PROBLEM DESCRIPTION: Please count how many lines in the entries below contain the word "curb", and reply with only that number.

GIVEN ENTRIES:
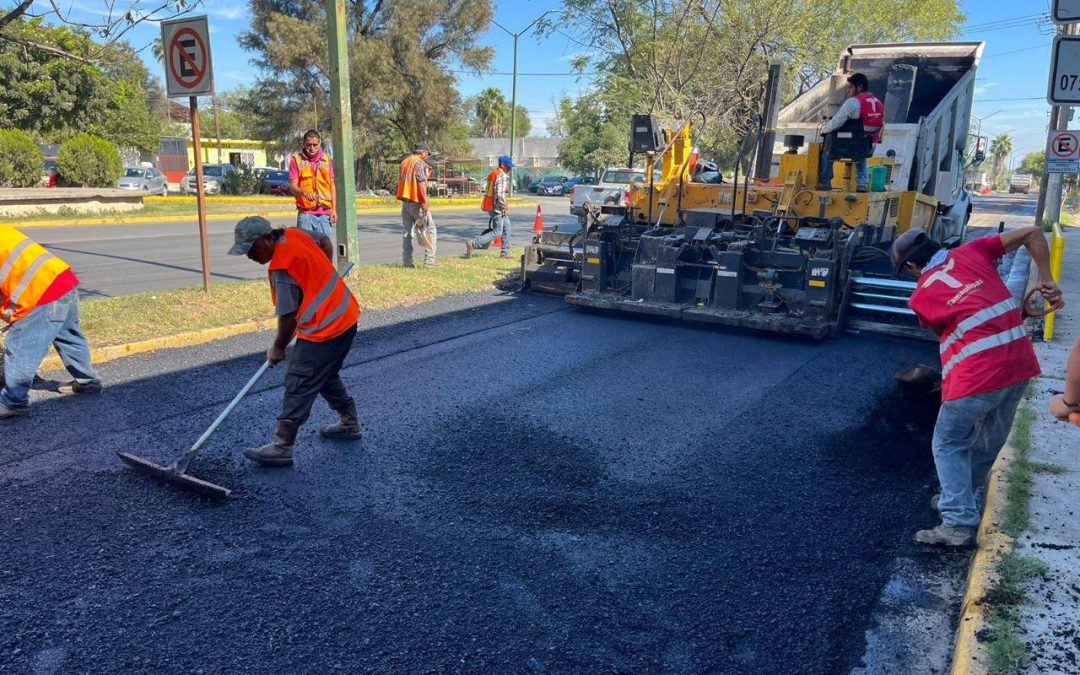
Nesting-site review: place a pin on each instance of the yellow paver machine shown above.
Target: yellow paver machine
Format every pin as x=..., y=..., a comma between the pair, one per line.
x=771, y=251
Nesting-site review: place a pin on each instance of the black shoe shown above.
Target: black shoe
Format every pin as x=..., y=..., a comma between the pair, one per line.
x=75, y=387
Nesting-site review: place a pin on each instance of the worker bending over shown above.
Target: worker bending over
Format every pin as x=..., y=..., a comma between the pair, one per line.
x=313, y=304
x=987, y=359
x=496, y=203
x=39, y=305
x=862, y=115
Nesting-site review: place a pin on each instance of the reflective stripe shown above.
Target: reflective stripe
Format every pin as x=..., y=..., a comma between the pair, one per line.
x=331, y=318
x=28, y=277
x=979, y=318
x=15, y=253
x=324, y=293
x=998, y=339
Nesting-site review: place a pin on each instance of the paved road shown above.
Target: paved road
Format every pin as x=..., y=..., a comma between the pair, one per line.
x=122, y=259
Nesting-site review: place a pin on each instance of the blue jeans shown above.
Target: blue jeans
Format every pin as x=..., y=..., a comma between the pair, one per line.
x=315, y=224
x=499, y=225
x=28, y=340
x=825, y=172
x=968, y=436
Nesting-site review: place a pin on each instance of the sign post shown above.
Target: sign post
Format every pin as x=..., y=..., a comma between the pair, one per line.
x=189, y=72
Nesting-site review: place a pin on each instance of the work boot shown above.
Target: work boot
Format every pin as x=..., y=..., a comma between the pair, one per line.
x=947, y=536
x=347, y=429
x=279, y=451
x=7, y=413
x=75, y=387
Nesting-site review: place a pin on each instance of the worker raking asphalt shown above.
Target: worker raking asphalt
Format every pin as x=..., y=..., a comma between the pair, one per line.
x=623, y=495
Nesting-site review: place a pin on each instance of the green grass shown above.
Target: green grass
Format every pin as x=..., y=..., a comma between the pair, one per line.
x=146, y=315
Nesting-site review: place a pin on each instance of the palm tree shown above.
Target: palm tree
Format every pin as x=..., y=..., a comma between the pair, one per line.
x=1000, y=148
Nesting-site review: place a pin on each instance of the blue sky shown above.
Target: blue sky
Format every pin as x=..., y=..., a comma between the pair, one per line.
x=1010, y=93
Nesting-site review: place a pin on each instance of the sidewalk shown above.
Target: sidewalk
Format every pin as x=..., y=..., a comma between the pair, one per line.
x=1051, y=621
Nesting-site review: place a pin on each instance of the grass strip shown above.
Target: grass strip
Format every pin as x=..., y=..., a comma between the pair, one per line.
x=153, y=314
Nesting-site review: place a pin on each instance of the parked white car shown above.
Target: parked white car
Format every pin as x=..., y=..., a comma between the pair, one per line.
x=610, y=189
x=145, y=179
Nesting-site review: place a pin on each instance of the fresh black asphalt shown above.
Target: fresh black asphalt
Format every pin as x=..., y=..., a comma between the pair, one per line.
x=539, y=489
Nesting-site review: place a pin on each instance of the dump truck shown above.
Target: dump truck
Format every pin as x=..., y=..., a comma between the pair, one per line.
x=769, y=251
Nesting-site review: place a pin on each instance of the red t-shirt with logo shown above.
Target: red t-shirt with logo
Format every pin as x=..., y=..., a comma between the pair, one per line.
x=984, y=343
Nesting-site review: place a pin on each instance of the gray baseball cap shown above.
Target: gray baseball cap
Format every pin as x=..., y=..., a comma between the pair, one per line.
x=247, y=230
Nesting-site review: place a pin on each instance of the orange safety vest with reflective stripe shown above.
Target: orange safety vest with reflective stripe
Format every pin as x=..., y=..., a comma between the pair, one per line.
x=26, y=271
x=313, y=177
x=488, y=203
x=408, y=186
x=327, y=308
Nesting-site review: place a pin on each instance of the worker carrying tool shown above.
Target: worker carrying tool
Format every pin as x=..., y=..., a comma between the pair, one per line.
x=862, y=116
x=416, y=208
x=313, y=304
x=496, y=203
x=39, y=305
x=987, y=359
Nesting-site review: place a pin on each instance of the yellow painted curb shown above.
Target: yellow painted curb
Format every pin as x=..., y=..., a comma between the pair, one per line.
x=181, y=339
x=969, y=655
x=437, y=205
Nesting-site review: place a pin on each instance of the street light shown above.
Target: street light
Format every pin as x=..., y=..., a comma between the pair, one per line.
x=513, y=94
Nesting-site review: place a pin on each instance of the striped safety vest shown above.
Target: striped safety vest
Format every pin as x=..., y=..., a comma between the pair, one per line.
x=984, y=342
x=26, y=272
x=327, y=308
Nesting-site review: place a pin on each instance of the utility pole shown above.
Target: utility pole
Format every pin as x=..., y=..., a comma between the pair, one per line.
x=345, y=167
x=1050, y=190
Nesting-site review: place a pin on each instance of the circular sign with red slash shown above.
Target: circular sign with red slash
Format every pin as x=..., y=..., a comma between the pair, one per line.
x=1065, y=145
x=187, y=58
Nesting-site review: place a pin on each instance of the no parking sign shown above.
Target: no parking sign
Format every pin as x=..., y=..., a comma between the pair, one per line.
x=1064, y=154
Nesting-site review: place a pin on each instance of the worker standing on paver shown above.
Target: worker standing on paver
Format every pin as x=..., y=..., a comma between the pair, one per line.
x=312, y=302
x=39, y=305
x=987, y=359
x=1066, y=406
x=863, y=115
x=416, y=208
x=311, y=181
x=496, y=203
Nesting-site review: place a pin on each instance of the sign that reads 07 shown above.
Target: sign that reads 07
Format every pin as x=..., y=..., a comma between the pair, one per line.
x=188, y=66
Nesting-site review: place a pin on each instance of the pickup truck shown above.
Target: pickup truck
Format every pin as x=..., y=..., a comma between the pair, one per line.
x=610, y=189
x=1020, y=183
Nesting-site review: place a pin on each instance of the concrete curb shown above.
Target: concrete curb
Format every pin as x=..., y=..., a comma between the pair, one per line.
x=181, y=339
x=969, y=653
x=435, y=206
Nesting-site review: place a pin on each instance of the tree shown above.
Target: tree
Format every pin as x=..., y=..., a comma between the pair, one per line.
x=673, y=57
x=1000, y=148
x=53, y=98
x=400, y=53
x=489, y=112
x=1034, y=163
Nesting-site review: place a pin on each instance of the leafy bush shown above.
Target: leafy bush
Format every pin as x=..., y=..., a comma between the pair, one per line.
x=19, y=160
x=90, y=161
x=241, y=181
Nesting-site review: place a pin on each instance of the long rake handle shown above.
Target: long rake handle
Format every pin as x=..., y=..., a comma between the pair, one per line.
x=181, y=463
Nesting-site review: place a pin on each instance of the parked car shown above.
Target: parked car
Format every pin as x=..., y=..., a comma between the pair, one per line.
x=551, y=185
x=212, y=178
x=144, y=179
x=611, y=189
x=50, y=174
x=272, y=181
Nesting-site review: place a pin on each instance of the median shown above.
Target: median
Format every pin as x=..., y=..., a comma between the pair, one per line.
x=159, y=320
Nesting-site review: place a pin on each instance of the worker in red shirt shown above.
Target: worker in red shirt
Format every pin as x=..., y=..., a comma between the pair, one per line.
x=987, y=359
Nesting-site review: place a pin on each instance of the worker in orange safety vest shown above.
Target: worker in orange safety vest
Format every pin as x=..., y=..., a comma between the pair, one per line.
x=39, y=306
x=312, y=304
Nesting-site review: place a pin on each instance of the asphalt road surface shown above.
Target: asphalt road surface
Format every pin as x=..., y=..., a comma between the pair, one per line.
x=121, y=259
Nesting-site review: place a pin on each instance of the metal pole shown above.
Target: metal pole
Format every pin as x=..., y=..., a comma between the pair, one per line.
x=345, y=167
x=200, y=193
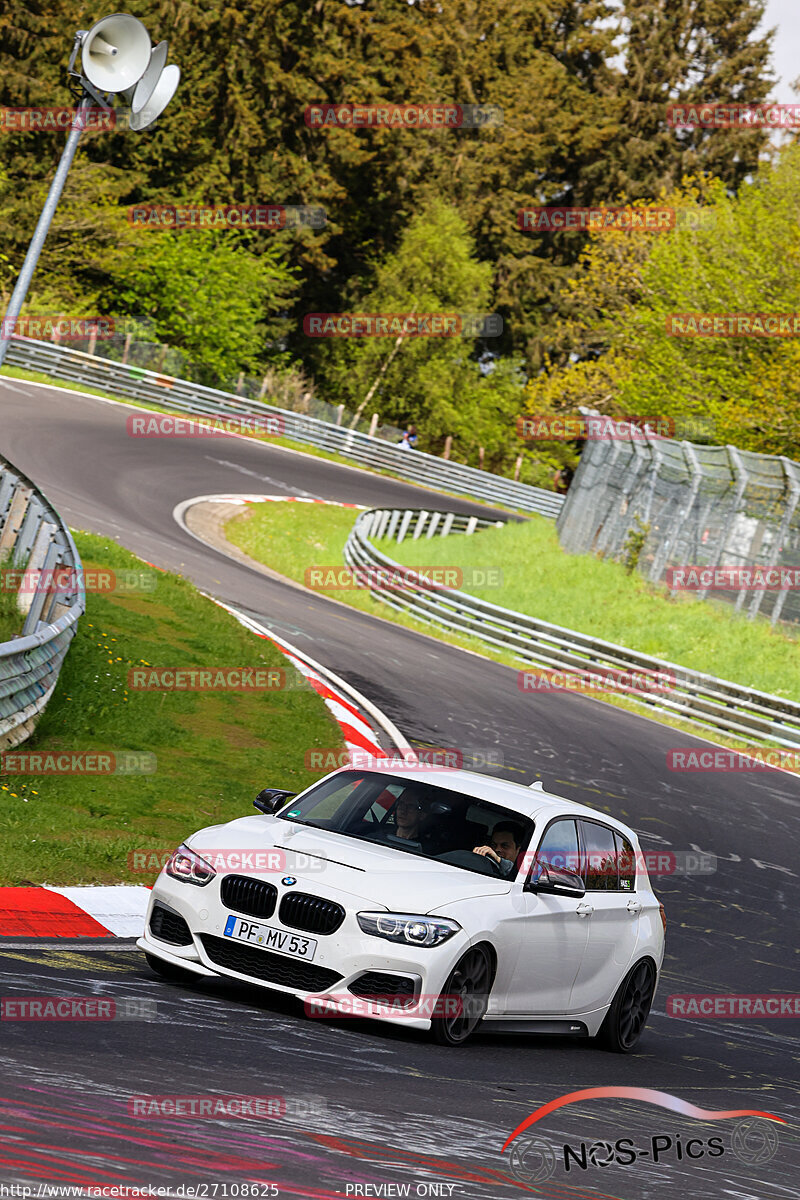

OUTPUT OF THE TASK: 4